## PAGE EXTRACT
####################
Readers of the New York Times were recently greeted with a pretty astonishing shift: Advocates who want to increase access to abortion, like Planned Parenthood, are dumping the word “choice” as a framework for the abortion debate — a word that has been in place for decades.

Back in 1986, the abortion rights movement was facing the conservative backlash to the social movements of the 1960s and '70s. Reaganism was in full effect. So was the War on Drugs. More people were subject to arrest and imprisonment, sparking the beginning of mass incarceration.

In Arkansas at that time, feminist activists faced a daunting political challenge: a proposed constitutional amendment to declare the rights of the unborn. Given the increasing hostile conservative political climate, the activists sought to make their message mainstream and palatable to Southern voters.

Slate journalist William Saletan documented this calculation in his 2004 book, Bearing Right: How Conservatives Won the Abortion War: leaders sought to connect the right to an abortion with white southerners' fears of outside attempts “to confiscate their firearms or bus their kids to black schools.”
####################
## WHAT YOU WILL DO
• 1. In the article on abortion-rights messaging, what is the title of the 2004 book by William Saletan?
• 2. Repeat the part of the article on abortion-rights messaging that opens with the words containing "Readers of the" and closes with "place for decades.".
• 3. Write the next part of the article on abortion-rights messaging, picking up after its last sentence.
####################
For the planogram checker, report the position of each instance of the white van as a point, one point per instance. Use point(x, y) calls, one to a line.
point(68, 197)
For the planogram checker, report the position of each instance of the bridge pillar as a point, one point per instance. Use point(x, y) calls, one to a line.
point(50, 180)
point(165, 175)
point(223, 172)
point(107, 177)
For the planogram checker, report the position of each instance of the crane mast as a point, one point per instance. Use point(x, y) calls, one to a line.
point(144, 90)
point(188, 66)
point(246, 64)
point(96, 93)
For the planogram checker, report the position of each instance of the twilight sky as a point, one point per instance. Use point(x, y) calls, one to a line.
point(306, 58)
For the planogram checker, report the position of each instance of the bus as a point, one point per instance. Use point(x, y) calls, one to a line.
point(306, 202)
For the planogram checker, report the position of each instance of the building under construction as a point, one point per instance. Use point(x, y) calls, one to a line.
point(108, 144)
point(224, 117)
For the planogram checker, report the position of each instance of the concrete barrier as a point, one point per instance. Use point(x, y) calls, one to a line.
####################
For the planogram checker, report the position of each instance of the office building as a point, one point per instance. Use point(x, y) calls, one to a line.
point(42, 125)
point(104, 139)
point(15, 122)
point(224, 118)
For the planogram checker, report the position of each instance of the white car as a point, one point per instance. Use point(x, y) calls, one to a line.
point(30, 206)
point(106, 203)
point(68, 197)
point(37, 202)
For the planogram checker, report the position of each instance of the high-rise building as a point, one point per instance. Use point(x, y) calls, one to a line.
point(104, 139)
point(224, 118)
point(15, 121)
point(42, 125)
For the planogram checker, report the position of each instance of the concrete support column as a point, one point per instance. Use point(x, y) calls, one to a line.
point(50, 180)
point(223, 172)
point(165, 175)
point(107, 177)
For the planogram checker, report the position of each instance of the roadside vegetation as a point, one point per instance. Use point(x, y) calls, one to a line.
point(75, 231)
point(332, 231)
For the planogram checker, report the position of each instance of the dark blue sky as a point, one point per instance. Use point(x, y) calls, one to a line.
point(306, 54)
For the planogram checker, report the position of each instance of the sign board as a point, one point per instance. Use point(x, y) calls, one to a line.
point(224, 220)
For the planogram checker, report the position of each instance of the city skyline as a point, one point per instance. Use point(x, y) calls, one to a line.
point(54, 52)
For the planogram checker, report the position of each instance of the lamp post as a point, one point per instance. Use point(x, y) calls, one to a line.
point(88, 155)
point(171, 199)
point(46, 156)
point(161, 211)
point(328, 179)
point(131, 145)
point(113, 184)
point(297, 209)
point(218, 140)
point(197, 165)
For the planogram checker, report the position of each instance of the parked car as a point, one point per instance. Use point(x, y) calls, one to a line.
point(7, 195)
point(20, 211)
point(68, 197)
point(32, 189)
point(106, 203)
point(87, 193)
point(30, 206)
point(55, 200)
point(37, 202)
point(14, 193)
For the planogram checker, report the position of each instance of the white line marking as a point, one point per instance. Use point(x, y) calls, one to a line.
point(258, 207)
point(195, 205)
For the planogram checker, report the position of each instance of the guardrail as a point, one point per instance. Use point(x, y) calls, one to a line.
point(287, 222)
####################
## OUTPUTS IN ORDER
• 1. Bearing Right: How Conservatives Won the Abortion War

• 2.
Readers of the New York Times were recently greeted with a pretty astonishing shift: Advocates who want to increase access to abortion, like Planned Parenthood, are dumping the word “choice” as a framework for the abortion debate — a word that has been in place for decades.

• 3.
It worked. Using the message of privacy and choice, the feminist coalition won — narrowly. This win marked the first time an abortion victory was due to alignment with a conservative political agenda. Saletan points out how this anti-government “keep your laws off my body” approach created a “mutant version of abortion rights as a viable alternative to the feminist, egalitarian version originally envisioned by pro-choice activists.”

One can win the battle and still lose the war. Nevertheless, the “pro-choice” label—conveying the right to privacy and a righteous stand against government intrusion — stuck. It has been the defining message of the abortion rights movement ever since.

Now Planned Parenthood is publicly stepping away from this label, talking openly about its challenges and their desire to reach new, younger audiences with a broader message. It’s about time.

Shifting conversations away from the pro-choice/pro-life dichotomy of the abortion war has been decades in the making. A wide variety of factors have finally coalesced to mark the beginning of what could be a new, exciting political reality: a more nuanced, compassionate public conversation about abortion.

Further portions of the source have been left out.